Check your understanding:
A) In the personal narrative, where was the exit door in the last room?
B) Copy out the stretch of the personal narrative from "i didn’t get" through "it came from.".

Reading text:


(a day when i won’t find a metaphor in my experience is probably the day that i embrace geometry as my life’s work, but that’s neither here nor there.)

the last room was completely dark, the only light coming from glow-in-the-dark paint and a stream of light from the exit door. the only purpose of this room was to get you to the exit. that’s important to know. the exit door was on the left of the last wall, the glow-in-the-dark paint creating a walkway into the wall to the right. can you picture this? the walkway was a diversion, a distraction.

i fell for it. i followed the walkway, doubting the instinct/common sense/little voice that told me that the exit was, hello, where the light was, instead trusting the rules i’d lived by. the rule is, of course, that walkways and roads get you where you want to go.

so i walked into the wall, only then realizing that the place you want to get wasn’t always connected to the road. the teenage boys who were working that room cracked up laughing at me. i don’t blame them–they must have wondered what on earth my problem was.

i didn’t get it, though i should have: sometimes, in a bizarro world you don’t recognize, the rules change.

tonight i went to/planned a small get together for my wonderful pal’s birthday. we went bowling and to steak ‘n shake. it was good fun. playing with my friends is always fun.

when we went to steak ‘n shake, we were all sitting together. our waiter was adorable and sassy, and before i realized it, i was assertive and sassy back. and saying things that i never would have said before. it was fun. i was confident, and i haven’t a clue where it came from.

as we were all leaving, i was the last to pay and my friends, who had all come in separate cars, had already left. i went up to the register, where adorable waiter and his waitery pal (who i had seen him high fiveing in the back and talking to throughout our time there) were standing. waitery pal, who was adorable too in a sort of tall, independent film, curly haired (brookem, if you’re reading this, he had a GOOD HOH), guitar-playing, scruffy way, sort of leaned on the counter by the registers as i was paying and asked me how my brownie sundae was. i don’t really know how to describe his tone, but there was something to it. something i didn’t really recognize.

i told him it was fabulous (brownie, ice cream, hot fudge, whipped cream, and a cherry. tell me how that could be ANYTHING but fabulous? that’s what i thought.) and he told me that he had had a complaint about the brownie sundae earlier and so he was just curious. all of this while leaning on the counter and making eye contact and keeping the conversation going…with that unmistakable yet indecipherable tone.

Extracted entries:

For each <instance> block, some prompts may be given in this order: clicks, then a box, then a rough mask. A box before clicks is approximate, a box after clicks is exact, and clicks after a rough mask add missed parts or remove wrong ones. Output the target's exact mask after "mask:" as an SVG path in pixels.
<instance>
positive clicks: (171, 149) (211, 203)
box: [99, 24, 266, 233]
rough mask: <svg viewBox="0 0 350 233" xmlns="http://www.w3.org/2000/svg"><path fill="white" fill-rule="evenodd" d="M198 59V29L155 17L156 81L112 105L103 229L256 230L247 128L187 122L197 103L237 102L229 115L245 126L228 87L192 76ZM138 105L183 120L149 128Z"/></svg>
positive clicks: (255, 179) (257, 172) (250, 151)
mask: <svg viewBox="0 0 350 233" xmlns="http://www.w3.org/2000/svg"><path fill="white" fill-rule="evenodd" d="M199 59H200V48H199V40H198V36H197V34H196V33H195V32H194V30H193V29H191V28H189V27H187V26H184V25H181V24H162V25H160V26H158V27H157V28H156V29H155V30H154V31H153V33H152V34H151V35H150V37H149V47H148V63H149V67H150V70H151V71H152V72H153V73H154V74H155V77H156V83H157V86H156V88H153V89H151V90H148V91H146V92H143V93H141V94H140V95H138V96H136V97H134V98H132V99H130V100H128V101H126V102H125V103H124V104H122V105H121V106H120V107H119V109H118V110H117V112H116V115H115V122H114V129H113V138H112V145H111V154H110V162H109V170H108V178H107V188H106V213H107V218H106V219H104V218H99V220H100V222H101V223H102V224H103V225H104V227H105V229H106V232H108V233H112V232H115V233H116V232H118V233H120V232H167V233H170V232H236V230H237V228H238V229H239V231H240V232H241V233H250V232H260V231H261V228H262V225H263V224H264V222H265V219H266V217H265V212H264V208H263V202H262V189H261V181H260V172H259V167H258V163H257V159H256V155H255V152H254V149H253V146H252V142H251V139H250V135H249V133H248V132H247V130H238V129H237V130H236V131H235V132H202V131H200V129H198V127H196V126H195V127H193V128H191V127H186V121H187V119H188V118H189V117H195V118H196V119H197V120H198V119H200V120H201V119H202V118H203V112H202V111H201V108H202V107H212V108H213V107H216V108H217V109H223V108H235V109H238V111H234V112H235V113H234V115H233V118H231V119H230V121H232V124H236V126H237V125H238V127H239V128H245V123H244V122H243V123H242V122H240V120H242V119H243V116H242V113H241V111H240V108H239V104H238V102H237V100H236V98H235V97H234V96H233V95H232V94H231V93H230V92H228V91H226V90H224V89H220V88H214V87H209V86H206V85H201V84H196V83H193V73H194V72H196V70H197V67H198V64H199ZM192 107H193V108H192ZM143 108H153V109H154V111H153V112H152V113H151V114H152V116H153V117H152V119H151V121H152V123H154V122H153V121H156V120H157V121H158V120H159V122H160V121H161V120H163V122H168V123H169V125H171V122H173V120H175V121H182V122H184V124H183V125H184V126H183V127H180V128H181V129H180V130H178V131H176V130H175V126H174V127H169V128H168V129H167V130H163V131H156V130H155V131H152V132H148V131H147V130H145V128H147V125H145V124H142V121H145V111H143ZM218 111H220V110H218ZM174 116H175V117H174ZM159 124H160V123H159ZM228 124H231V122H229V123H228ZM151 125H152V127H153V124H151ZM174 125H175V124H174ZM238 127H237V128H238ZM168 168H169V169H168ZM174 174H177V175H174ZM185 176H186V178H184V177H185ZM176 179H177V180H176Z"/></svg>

Answers given:
A) On the left of the last wall.

B)
i didn’t get it, though i should have: sometimes, in a bizarro world you don’t recognize, the rules change.

tonight i went to/planned a small get together for my wonderful pal’s birthday. we went bowling and to steak ‘n shake. it was good fun. playing with my friends is always fun.

when we went to steak ‘n shake, we were all sitting together. our waiter was adorable and sassy, and before i realized it, i was assertive and sassy back. and saying things that i never would have said before. it was fun. i was confident, and i haven’t a clue where it came from.